(Object location annotation data)

* * * * * * * * *

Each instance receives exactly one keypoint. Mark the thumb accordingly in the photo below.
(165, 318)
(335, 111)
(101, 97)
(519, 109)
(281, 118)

* * * * * * * * *

**WRITTEN PROBLEM**.
Reproduce the entries above in full by retyping them exactly.

**CORRECT RESULT**.
Each instance receives exactly one keypoint. Mark the thumb accordingly in the photo below.
(165, 318)
(335, 111)
(101, 97)
(519, 109)
(281, 118)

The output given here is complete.